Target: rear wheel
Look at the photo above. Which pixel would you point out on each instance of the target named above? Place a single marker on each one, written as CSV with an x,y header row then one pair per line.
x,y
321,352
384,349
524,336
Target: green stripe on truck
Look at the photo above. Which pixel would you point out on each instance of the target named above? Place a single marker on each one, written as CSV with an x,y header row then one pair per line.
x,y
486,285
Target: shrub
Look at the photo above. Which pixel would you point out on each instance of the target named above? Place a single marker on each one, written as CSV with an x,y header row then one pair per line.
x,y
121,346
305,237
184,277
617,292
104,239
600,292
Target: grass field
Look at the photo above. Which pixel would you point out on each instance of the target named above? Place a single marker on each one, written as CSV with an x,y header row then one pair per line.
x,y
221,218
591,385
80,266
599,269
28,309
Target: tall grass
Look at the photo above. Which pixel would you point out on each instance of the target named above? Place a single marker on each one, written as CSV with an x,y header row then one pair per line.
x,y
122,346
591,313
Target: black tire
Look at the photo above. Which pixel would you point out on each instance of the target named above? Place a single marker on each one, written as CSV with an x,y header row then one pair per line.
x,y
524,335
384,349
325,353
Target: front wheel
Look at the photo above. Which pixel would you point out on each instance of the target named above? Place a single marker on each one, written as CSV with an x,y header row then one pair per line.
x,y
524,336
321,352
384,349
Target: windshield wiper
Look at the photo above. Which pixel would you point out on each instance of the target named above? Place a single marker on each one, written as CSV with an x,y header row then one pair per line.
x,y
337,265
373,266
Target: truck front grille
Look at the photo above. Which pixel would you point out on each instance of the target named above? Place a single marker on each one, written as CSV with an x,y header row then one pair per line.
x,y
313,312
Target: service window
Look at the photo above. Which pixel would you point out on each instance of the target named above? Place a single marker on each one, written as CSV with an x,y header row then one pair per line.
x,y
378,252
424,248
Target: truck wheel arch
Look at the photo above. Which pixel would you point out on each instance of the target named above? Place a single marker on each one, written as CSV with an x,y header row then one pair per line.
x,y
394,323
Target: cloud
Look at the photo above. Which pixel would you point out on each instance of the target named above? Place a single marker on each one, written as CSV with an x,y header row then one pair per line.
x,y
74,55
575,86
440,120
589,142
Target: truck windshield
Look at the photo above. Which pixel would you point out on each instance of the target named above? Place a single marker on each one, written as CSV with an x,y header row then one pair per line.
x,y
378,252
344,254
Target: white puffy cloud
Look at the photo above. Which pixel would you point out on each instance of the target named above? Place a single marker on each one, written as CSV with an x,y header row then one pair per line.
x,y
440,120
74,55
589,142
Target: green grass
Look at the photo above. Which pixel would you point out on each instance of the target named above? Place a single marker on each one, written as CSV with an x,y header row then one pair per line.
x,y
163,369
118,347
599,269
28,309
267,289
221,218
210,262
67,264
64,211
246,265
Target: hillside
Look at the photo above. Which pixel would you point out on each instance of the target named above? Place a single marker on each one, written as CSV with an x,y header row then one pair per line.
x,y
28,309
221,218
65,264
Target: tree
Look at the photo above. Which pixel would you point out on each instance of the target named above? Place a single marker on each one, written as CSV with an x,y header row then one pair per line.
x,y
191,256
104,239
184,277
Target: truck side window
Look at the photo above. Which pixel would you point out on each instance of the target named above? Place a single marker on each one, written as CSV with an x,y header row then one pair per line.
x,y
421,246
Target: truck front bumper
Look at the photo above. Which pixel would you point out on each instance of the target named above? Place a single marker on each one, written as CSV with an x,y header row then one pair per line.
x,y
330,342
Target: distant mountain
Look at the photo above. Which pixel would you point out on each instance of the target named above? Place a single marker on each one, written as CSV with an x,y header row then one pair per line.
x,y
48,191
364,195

----------

YOUR INSTRUCTIONS -
Look above for the line with "Target: truck front bumper"; retype exactly that line, every line after it up to the line with "Target: distant mountain", and that line too, nothing else.

ANSWER BOX -
Target: truck front bumper
Look at the photo above. Which pixel would you point out on each instance of the target named above? Place a single marker on each one, written as CSV with an x,y header row then one pair per line.
x,y
330,342
Target: distant mountain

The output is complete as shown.